Document passage:

******************************

Background: Research conducted using small samples of persons exposed to extreme stressors has documented an association between parental and offspring posttraumatic stress disorder (PTSD), but it is unknown whether this association exists in the general population and whether trauma exposure mediates this association. We sought to determine whether mothers' posttraumatic stress symptoms were associated with PTSD in their young adult children and whether this association was mediated by higher trauma exposure in children of women with PTSD.
Methods: Using data from a cohort of mothers (n = 6924) and a cohort of their children (n = 8453), we calculated risk ratios (RR) for child's PTSD and examined mediation by trauma exposure.

******************************

Supplied data:
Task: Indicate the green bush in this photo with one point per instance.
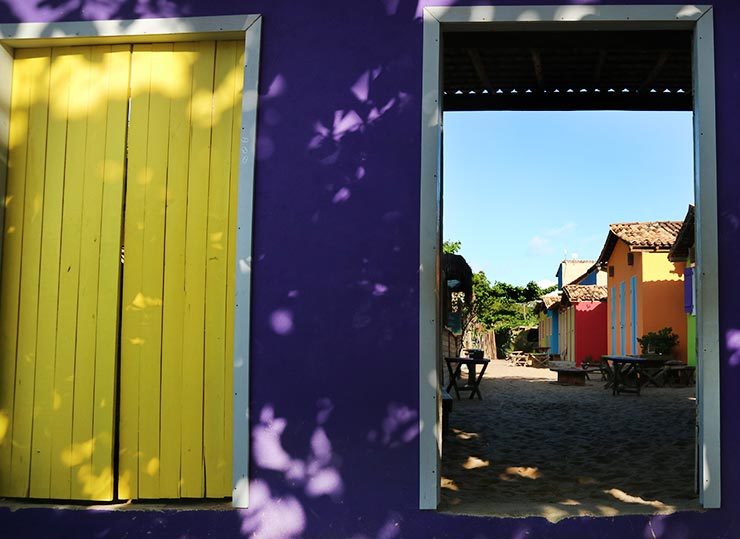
(660, 342)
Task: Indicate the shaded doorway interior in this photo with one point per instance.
(566, 434)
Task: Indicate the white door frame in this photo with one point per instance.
(245, 27)
(686, 17)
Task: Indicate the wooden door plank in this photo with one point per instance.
(64, 454)
(83, 484)
(11, 262)
(216, 268)
(117, 64)
(152, 272)
(195, 254)
(133, 300)
(46, 336)
(174, 275)
(231, 268)
(37, 66)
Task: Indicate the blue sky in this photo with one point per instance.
(524, 190)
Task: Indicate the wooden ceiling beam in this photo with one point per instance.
(656, 69)
(537, 65)
(480, 69)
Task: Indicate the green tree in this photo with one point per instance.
(451, 247)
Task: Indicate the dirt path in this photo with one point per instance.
(533, 447)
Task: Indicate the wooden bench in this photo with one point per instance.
(447, 401)
(570, 376)
(681, 374)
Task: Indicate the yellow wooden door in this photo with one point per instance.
(60, 272)
(172, 113)
(178, 277)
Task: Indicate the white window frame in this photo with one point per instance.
(178, 29)
(568, 17)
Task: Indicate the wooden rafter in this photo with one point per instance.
(537, 65)
(480, 69)
(655, 71)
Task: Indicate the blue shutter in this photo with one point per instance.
(633, 313)
(613, 300)
(622, 316)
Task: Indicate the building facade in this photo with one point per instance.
(334, 268)
(645, 289)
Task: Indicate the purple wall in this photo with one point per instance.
(336, 287)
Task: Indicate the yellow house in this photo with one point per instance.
(645, 289)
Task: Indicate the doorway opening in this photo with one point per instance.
(544, 168)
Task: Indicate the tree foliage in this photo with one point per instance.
(498, 306)
(451, 247)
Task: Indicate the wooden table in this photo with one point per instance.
(627, 366)
(454, 364)
(570, 376)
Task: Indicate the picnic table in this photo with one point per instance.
(642, 371)
(454, 365)
(538, 360)
(517, 359)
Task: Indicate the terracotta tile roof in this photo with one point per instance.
(649, 235)
(574, 293)
(685, 239)
(548, 301)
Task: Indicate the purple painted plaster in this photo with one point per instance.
(335, 290)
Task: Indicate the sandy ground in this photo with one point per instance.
(534, 447)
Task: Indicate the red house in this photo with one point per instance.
(582, 327)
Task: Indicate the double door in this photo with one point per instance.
(117, 272)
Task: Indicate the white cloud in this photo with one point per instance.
(539, 246)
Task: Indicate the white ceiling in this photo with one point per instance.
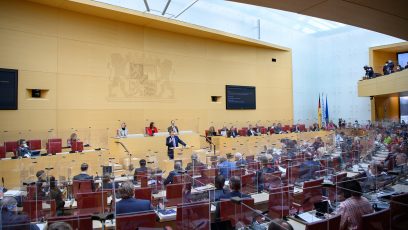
(221, 12)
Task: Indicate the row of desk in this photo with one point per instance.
(65, 165)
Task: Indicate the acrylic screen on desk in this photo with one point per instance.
(404, 108)
(240, 97)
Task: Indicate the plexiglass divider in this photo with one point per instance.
(296, 177)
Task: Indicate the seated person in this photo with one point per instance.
(10, 220)
(22, 149)
(211, 132)
(122, 131)
(56, 194)
(172, 142)
(264, 169)
(235, 186)
(278, 129)
(151, 130)
(317, 143)
(176, 171)
(107, 183)
(232, 132)
(72, 138)
(279, 224)
(400, 159)
(224, 131)
(173, 127)
(142, 170)
(225, 167)
(83, 175)
(128, 204)
(354, 207)
(290, 148)
(251, 131)
(239, 160)
(41, 184)
(219, 183)
(308, 168)
(195, 163)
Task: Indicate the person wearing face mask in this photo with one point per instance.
(23, 150)
(172, 142)
(173, 128)
(123, 131)
(10, 219)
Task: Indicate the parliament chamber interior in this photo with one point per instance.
(239, 114)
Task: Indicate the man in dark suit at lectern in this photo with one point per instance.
(172, 142)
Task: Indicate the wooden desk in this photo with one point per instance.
(65, 165)
(255, 144)
(153, 149)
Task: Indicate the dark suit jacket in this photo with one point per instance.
(169, 179)
(132, 205)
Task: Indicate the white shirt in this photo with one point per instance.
(122, 133)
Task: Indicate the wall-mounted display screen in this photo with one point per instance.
(404, 108)
(240, 97)
(8, 89)
(402, 59)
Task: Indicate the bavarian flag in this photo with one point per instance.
(319, 114)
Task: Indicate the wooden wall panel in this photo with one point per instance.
(100, 72)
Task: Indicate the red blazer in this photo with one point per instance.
(150, 131)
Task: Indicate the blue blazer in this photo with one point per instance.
(132, 205)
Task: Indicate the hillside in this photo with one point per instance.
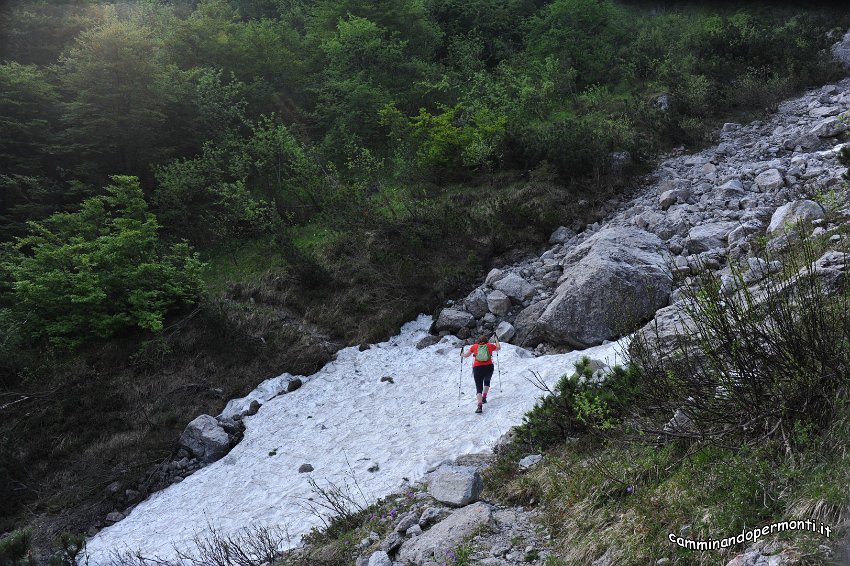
(197, 196)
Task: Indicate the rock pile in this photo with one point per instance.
(699, 211)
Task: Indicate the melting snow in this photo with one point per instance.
(342, 421)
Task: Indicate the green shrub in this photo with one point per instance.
(90, 274)
(579, 403)
(756, 363)
(15, 548)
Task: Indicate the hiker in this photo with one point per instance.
(482, 367)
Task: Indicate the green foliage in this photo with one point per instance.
(70, 546)
(90, 274)
(844, 159)
(117, 108)
(579, 403)
(758, 363)
(452, 140)
(27, 117)
(15, 548)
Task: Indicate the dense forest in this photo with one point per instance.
(188, 188)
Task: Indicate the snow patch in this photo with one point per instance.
(343, 416)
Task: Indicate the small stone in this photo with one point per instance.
(414, 531)
(407, 521)
(392, 542)
(380, 558)
(529, 461)
(253, 408)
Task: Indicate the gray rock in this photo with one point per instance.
(530, 460)
(414, 531)
(476, 303)
(429, 340)
(612, 281)
(410, 519)
(770, 181)
(744, 231)
(205, 439)
(551, 279)
(392, 542)
(493, 276)
(841, 51)
(829, 128)
(732, 189)
(708, 236)
(446, 535)
(665, 335)
(673, 196)
(431, 515)
(380, 558)
(453, 320)
(498, 303)
(515, 287)
(505, 331)
(791, 213)
(253, 408)
(456, 485)
(561, 235)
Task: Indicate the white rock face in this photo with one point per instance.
(708, 236)
(205, 438)
(614, 280)
(456, 485)
(453, 320)
(770, 181)
(498, 303)
(789, 214)
(515, 287)
(505, 331)
(448, 534)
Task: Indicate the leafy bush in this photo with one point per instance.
(15, 548)
(579, 403)
(754, 363)
(90, 274)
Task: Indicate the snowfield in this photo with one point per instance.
(342, 421)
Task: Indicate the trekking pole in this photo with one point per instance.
(460, 376)
(499, 366)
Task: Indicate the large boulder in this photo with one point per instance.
(505, 331)
(668, 333)
(456, 485)
(453, 320)
(515, 287)
(830, 128)
(770, 181)
(435, 543)
(498, 303)
(205, 439)
(612, 282)
(476, 303)
(561, 236)
(791, 213)
(708, 236)
(841, 51)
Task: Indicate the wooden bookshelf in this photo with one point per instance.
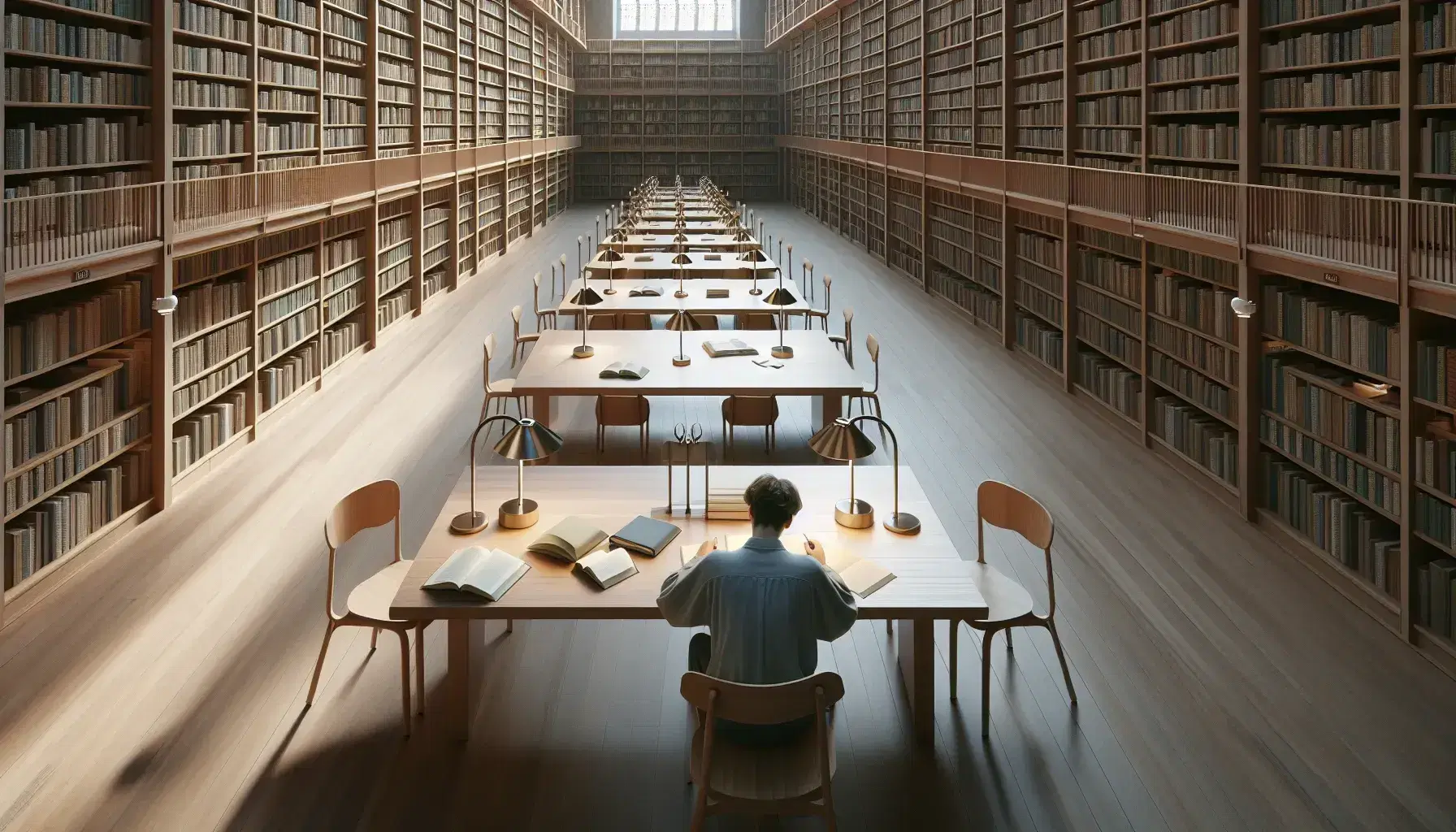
(678, 108)
(1332, 407)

******************************

Questions on the material:
1. Answer these from the PTSD study abstract:
(a) What association had earlier research using small samples of persons exposed to extreme stressors documented?
(b) How many mothers were in the mothers' cohort?
(c) What did the researchers calculate for child's PTSD?
2. Summarize the PTSD study abstract in two sentences.
3. Go on with the PTSD study abstract, starting after its last sentence.

Answer list:
1.
(a) An association between parental and offspring posttraumatic stress disorder (PTSD).
(b) 6924.
(c) Risk ratios (RR).

2. Earlier research using small samples of persons exposed to extreme stressors linked parental and offspring PTSD, so the researchers asked whether mothers' posttraumatic stress symptoms were associated with PTSD in their young adult children and whether higher trauma exposure in those children mediated that association. Using data from a cohort of 6924 mothers and a cohort of 8453 of their children, they calculated risk ratios for child's PTSD and examined mediation by trauma exposure.

3.
Results: Mother's lifetime posttraumatic stress symptoms were associated with child's PTSD in dose-response fashion (mother's 1-3 symptoms, child's RR = 1.2; mother's 4-5 symptoms, RR = 1.3; mother's 6-7 symptoms, RR = 1.6, compared with children of mothers with no symptoms, p < .001 for each). Mother's lifetime symptoms were also associated with child's trauma exposure in dose-response fashion. Elevated exposure to trauma substantially mediated elevated risk for PTSD in children of women with symptoms (mediation proportion, 74%, p < .001).
Conclusions: Intergenerational association of PTSD is clearly present in a large population-based sample. Children of women who had PTSD were more likely than children of women without PTSD to experience traumatic events; this suggests, in part, why the disorder is associated across generations. Health care providers who treat mothers with PTSD should be aware of the higher risk for trauma exposure and PTSD in their children.